PASSAGE START
I doubt that. Even if that was the case, you know what that means, don't you? You have to get a couple 226w TECs and another Mean Well and relay kit. lol


----------



## DaMulta (Oct 8, 2007)

So u think the 188 should work?


----------



## ex_reven (Oct 8, 2007)

What does a relay do?


----------



## Wile E (Oct 8, 2007)

DaMulta said:


> So u think the 188 should work?


I don't see why not. It probably just won't run sub-zero under load is all.



ex_reven said:


> What does a relay do?


It tells the aux psu to turn on and off with the system.


----------



## Wile E (Oct 8, 2007)

Oh, you can also stack TECs, Damulta. Tho I probably shouldn't have told you that.


----------



## ex_reven (Oct 8, 2007)

Wile E said:


> I don't see why not. It probably just won't run sub-zero under load is all.
> 
> It tells the aux psu to turn on and off with the system.



AH. I get it. It RELAYS the shutdown 'procedure.'
On that note, how does a PSU get told to stop supplying power to the system, like how does the motherboard tell it to do that, does the PSU have some form of firmware or something?


----------



## Wile E (Oct 8, 2007)

ex_reven said:


> AH. I get it. It RELAYS the shutdown 'procedure.'
> On that note, how does a PSU get told to stop supplying power to the system, like how does the motherboard tell it to do that, does the PSU have some form of firmware or something?


lol. Ironic.It's a relay.


----------



## DaMulta (Oct 8, 2007)

Wile E said:


> Oh, you can also stack TECs, Damulta. Tho I probably shouldn't have told you that.



 Say what?

Also there is no cold bugs with this card


----------



## Wile E (Oct 8, 2007)

DaMulta said:


> Say what?


Yep, but you better have a kick ass water loop and aux psu(s). Stack the cold of the top TEC to the hot of the bottom TEC.


----------



## DaMulta (Oct 8, 2007)

what does this give u?


----------



## Wile E (Oct 8, 2007)

DaMulta said:


> what does this give u?


Better cooling, as the bottom TEC is cooled more efficiently by the top TEC. But, the top TEC get hotter, so a good cooling loop is in order to keep it cool.


----------



## newtekie1 (Oct 8, 2007)

*Patiently waits for the thread about the double TEC setup melting down.*  It should cuase double the carnage!

Sorry to hear about the blunder DaMulta, hope you get back up on the horse quickly.


----------



## pt (Oct 8, 2007)

nice pics 
hope you learned the lesson


----------



## DaMulta (Oct 8, 2007)
PASSAGE END
INFORMATION SUPPLIED START
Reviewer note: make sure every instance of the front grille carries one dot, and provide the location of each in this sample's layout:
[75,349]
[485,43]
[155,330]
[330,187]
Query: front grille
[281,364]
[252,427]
INFORMATION SUPPLIED END
EXERCISE REQUIREMENTS >>
In the forum thread about TEC cooling, what does a relay do, according to Wile E?

TASK RESULT >>
It tells the aux PSU to turn on and off with the system.